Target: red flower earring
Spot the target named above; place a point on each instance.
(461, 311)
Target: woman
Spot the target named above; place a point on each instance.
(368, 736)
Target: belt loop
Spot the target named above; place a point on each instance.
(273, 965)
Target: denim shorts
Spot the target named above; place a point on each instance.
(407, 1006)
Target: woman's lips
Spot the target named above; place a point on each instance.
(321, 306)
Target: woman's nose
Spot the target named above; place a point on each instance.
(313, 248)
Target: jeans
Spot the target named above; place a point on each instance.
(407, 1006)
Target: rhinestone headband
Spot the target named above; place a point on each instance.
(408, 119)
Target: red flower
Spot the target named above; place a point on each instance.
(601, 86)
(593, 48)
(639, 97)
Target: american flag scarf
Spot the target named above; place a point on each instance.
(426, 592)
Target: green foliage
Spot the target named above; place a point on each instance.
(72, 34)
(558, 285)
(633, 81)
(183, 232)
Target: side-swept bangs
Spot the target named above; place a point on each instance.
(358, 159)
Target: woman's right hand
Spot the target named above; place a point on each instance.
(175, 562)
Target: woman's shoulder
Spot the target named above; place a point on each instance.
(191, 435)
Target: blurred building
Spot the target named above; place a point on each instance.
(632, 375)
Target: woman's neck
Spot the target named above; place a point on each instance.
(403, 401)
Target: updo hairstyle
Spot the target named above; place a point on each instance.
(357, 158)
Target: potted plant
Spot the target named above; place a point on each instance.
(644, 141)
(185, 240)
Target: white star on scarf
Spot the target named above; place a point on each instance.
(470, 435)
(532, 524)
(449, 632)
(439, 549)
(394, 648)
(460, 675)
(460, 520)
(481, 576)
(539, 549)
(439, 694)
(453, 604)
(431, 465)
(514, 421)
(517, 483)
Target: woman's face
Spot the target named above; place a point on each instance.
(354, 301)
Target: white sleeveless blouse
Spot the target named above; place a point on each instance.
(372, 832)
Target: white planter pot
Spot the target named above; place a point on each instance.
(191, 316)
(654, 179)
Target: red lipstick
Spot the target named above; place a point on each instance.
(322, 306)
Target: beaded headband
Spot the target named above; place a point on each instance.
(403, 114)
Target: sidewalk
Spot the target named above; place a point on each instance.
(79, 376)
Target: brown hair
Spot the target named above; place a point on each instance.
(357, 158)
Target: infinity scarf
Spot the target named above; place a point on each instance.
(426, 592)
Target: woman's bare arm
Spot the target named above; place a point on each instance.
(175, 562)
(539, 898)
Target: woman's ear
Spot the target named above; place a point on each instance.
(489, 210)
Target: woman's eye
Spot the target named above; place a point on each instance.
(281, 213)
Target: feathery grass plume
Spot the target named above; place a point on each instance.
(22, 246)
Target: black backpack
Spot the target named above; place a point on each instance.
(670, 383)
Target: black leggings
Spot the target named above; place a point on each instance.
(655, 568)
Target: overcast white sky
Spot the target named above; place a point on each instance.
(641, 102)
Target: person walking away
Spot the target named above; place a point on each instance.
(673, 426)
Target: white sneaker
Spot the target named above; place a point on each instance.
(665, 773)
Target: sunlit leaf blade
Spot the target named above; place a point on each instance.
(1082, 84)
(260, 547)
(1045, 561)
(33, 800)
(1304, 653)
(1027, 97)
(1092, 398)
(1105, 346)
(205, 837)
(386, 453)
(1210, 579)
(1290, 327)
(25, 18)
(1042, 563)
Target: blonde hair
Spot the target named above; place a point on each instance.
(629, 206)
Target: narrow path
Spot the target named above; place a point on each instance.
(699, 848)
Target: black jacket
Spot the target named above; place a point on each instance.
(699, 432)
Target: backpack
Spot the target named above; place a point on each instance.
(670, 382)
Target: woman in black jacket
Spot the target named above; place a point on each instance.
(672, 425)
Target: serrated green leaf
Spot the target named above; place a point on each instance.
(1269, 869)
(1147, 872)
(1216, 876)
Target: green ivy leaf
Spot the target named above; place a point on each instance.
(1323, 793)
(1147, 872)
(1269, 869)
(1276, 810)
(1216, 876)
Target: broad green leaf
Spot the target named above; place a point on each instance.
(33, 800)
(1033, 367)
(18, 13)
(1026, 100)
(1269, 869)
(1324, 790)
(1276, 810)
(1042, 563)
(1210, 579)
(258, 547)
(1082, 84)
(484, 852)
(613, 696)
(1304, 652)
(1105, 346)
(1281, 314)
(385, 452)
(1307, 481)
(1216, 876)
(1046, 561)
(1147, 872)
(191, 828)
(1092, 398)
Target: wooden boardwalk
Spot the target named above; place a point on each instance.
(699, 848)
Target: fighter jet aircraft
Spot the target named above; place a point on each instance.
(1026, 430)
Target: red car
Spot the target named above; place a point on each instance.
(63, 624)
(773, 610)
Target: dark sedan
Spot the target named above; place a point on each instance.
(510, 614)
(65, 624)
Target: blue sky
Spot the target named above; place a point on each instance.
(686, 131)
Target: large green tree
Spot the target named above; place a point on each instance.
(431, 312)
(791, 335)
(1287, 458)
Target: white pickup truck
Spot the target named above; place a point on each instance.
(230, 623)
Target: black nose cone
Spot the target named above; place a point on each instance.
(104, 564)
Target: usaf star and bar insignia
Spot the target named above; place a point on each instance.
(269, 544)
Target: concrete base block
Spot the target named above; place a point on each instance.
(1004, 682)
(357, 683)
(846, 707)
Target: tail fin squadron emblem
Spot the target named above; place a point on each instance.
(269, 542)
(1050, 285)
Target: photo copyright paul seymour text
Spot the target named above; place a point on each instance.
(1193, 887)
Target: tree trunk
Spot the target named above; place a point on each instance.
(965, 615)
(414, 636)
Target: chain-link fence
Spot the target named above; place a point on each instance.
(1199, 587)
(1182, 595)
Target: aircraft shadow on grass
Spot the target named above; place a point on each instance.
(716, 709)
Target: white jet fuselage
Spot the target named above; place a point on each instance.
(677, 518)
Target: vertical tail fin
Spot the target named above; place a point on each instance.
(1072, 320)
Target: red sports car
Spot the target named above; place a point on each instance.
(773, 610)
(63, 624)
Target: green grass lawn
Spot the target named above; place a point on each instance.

....

EXERCISE BRIEF:
Could you repeat the rows from the line holding "Target: tail fin squadron emblem" through the end of the rows, inclusive, changing "chain-link fence" to "wire fence" and leaving everything else as is?

ANSWER TO THIS TASK:
Target: tail fin squadron emblem
Spot the target named above; place a point on each instance.
(269, 542)
(1050, 285)
Target: photo copyright paul seymour text
Spot the target named above; place a point on each instance.
(1193, 887)
Target: tree trunk
Spot the target named above; place a point on each instance.
(965, 615)
(414, 636)
Target: wire fence
Spot the target named above; place a point on each instance.
(1199, 587)
(1182, 595)
Target: aircraft shadow on grass
Spot the target named above; place a point on each instance.
(716, 709)
Target: white jet fuselage
Spot the target named above; place a point on each instance.
(677, 518)
Target: vertical tail fin
Spot the target named above; place a point on each instance.
(1072, 320)
Target: red sports car
Spot the target named above; place a point on each instance.
(773, 610)
(63, 624)
Target: green grass lawn
Spot the target named above; place a point on each instance.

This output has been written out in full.